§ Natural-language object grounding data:
════════

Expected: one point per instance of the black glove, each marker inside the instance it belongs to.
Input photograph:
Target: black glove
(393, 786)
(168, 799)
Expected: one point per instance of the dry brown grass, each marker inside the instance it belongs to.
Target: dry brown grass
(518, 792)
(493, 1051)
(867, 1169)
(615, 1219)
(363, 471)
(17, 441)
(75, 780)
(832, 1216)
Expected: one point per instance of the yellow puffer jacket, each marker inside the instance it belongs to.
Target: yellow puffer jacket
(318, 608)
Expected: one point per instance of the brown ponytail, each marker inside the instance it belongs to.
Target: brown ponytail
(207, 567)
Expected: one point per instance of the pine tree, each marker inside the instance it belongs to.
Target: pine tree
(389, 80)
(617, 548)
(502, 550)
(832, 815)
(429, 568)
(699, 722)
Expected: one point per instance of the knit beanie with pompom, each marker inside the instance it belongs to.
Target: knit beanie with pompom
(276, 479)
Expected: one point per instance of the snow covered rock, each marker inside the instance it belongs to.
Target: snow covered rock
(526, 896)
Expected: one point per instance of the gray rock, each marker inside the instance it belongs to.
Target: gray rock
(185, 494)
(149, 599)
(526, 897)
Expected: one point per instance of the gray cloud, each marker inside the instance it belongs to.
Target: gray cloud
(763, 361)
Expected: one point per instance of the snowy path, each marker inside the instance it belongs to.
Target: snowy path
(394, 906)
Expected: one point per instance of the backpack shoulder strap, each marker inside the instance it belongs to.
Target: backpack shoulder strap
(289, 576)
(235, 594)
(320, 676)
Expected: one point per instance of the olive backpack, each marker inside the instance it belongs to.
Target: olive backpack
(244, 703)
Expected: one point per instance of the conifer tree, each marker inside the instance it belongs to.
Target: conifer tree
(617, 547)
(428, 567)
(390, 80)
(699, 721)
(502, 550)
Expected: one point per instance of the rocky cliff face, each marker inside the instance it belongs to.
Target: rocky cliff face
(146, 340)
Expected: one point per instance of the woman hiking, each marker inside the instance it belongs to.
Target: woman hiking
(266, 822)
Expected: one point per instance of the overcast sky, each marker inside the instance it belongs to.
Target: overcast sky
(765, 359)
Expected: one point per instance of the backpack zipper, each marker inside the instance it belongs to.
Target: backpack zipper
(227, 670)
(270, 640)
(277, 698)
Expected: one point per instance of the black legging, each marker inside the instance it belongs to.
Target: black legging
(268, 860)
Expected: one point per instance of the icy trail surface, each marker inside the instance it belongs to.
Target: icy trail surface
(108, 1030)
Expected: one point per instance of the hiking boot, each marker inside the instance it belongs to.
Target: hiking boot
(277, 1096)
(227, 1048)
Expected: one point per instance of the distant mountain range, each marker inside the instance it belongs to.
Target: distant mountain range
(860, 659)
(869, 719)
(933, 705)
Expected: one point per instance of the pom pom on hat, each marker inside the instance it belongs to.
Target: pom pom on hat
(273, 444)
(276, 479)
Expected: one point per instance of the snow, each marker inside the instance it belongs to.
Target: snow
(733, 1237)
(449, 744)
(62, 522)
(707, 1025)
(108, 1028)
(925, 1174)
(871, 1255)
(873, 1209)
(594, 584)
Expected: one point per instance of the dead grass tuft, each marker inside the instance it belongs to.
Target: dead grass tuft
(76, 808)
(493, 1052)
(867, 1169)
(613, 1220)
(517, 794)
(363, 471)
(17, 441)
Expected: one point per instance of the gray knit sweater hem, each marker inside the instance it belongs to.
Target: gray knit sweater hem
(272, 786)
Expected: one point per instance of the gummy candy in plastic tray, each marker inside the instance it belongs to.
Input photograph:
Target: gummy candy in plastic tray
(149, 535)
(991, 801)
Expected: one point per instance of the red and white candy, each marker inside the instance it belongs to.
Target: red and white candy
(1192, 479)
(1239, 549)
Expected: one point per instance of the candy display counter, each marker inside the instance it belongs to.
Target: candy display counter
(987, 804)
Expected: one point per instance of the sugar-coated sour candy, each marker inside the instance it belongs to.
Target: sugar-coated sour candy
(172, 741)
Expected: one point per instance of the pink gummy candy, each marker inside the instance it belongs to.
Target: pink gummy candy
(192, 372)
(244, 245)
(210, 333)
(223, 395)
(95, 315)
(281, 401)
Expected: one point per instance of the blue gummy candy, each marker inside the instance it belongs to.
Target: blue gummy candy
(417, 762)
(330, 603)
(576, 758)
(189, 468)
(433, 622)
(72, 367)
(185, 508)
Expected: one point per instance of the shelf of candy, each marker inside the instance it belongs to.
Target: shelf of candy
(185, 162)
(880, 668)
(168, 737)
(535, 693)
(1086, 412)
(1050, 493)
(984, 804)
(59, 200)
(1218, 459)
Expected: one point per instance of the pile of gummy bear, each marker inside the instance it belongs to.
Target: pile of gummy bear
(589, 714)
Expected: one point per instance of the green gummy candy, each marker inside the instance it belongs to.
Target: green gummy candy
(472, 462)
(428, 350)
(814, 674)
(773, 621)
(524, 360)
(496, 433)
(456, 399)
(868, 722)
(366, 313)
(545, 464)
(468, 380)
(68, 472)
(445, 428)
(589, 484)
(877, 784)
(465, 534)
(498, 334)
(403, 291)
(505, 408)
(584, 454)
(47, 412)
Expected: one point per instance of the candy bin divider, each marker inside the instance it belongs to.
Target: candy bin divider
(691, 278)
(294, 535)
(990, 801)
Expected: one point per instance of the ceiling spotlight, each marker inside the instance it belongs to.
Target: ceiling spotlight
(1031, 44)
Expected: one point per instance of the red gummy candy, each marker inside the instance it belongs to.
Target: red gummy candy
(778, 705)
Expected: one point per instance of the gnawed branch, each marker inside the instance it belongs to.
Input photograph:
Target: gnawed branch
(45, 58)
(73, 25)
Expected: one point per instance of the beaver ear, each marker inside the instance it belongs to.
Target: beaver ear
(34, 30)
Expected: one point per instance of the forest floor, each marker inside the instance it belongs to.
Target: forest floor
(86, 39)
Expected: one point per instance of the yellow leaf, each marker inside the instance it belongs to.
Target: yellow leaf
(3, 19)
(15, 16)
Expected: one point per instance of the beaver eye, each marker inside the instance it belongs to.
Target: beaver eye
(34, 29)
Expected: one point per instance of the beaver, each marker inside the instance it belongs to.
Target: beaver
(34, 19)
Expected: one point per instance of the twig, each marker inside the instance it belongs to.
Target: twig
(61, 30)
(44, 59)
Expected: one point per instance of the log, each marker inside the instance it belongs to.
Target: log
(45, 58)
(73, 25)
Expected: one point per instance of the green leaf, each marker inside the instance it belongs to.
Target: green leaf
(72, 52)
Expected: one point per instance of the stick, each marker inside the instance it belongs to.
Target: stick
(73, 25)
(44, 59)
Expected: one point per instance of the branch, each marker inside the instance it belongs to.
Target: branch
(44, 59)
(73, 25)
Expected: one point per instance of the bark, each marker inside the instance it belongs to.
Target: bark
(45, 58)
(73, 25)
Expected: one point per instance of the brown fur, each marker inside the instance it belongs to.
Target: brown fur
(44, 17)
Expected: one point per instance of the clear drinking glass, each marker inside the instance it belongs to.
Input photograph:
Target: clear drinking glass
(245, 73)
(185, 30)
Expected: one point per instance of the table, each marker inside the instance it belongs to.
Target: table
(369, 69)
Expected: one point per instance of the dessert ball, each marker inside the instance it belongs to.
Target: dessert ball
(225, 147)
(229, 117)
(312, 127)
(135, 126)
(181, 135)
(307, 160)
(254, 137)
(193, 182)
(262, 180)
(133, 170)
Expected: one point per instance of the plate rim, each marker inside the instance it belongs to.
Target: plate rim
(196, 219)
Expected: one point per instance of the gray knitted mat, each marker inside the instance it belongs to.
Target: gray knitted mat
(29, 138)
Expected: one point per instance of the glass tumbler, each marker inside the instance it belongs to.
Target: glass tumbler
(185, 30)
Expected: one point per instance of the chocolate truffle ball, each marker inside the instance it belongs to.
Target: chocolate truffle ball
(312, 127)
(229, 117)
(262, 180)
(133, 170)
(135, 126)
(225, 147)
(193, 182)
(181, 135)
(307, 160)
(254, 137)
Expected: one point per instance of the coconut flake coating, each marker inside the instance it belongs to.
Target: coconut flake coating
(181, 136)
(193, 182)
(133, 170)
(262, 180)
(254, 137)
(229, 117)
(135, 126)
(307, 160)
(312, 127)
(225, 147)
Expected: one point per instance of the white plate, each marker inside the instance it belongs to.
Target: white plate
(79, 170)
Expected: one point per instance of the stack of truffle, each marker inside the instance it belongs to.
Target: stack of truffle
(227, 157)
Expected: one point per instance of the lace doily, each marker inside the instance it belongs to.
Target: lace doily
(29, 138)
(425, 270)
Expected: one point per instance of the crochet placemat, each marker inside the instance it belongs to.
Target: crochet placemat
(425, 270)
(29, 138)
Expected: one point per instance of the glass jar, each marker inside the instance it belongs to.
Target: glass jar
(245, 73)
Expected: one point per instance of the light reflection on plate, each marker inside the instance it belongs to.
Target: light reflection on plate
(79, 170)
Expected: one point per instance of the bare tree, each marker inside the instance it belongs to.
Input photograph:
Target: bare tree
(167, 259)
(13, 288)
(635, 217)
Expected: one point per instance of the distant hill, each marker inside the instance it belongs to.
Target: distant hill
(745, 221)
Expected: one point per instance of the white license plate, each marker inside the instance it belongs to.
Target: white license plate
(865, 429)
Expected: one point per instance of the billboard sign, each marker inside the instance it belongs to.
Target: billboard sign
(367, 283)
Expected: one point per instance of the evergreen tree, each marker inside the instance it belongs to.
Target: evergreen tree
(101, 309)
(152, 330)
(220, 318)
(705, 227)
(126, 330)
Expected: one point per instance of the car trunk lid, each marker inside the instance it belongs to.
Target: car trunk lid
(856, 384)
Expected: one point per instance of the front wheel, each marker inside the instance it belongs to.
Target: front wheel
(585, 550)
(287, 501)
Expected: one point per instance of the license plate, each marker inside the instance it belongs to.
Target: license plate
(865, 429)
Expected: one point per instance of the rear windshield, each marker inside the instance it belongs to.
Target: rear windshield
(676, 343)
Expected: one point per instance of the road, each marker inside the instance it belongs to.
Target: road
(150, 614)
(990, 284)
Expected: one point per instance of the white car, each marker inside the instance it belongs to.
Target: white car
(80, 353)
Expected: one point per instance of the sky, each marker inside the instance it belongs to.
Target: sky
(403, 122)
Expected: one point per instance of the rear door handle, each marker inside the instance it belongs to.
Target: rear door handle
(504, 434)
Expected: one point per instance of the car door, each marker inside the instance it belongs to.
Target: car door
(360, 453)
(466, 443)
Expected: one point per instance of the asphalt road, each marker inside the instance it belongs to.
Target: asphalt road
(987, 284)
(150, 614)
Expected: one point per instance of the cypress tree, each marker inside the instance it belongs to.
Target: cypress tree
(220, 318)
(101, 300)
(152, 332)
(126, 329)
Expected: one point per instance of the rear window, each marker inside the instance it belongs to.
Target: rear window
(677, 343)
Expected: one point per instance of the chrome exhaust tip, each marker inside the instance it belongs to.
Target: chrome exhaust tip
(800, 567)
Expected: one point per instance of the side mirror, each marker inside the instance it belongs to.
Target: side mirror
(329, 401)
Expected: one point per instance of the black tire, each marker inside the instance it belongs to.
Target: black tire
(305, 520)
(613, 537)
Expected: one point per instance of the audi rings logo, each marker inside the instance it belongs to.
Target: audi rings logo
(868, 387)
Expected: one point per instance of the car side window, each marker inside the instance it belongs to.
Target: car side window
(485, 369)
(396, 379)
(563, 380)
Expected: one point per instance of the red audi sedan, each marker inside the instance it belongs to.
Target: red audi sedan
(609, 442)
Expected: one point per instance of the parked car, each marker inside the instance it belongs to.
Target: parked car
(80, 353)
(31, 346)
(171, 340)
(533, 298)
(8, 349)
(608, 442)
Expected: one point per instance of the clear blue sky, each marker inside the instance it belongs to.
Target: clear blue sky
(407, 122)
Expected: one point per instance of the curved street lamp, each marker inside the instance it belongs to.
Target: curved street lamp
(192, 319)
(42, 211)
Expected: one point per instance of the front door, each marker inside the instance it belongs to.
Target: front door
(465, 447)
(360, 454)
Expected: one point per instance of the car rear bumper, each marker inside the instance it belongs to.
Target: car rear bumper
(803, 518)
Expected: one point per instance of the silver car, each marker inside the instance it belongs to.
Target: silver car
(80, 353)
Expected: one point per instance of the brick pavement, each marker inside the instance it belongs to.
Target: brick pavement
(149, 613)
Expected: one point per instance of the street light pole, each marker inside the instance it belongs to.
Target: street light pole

════════

§ PROBLEM DESCRIPTION:
All that belongs in the answer is the lines from the start of the entries above through the line containing "Expected: one point per instance of the backpack shoulder", each given exactly.

§ WRITTEN REPLY:
Expected: one point per instance of the black glove, each marker inside the instance it belongs to.
Input photograph:
Target: black glove
(393, 786)
(168, 799)
Expected: one point per instance of the dry brown grass, each marker inside the instance it belongs to.
Target: dry brown grass
(518, 792)
(493, 1051)
(867, 1169)
(615, 1219)
(363, 471)
(17, 441)
(75, 780)
(832, 1216)
Expected: one point per instance of the yellow puffer jacket, each marker inside the instance it belongs to.
Target: yellow puffer jacket
(318, 608)
Expected: one point per instance of the brown ponytail, each marker inside the instance it belongs to.
Target: brown ponytail
(207, 567)
Expected: one point per instance of the pine tree, each marker inside the instance it belongs to.
Target: pine tree
(389, 80)
(617, 548)
(502, 550)
(832, 815)
(429, 568)
(699, 722)
Expected: one point per instance of the knit beanie with pompom, each marker inside the instance it belongs to.
Target: knit beanie with pompom
(276, 479)
Expected: one point per instance of the snow covered rock, each marker inside the instance it belongs to.
Target: snow covered rock
(526, 896)
Expected: one point per instance of the gray rock, each marker inside the instance it belongs to.
Target: gray rock
(185, 494)
(149, 599)
(526, 897)
Expected: one point per instance of the gray cloud, each marker inside the instance it belongs to.
Target: gray cloud
(763, 361)
Expected: one point per instance of the snowy path, each marker inside the instance it belongs to.
Target: snowy path
(394, 906)
Expected: one point per instance of the backpack shoulder strap, each marker inside the instance it belongs to.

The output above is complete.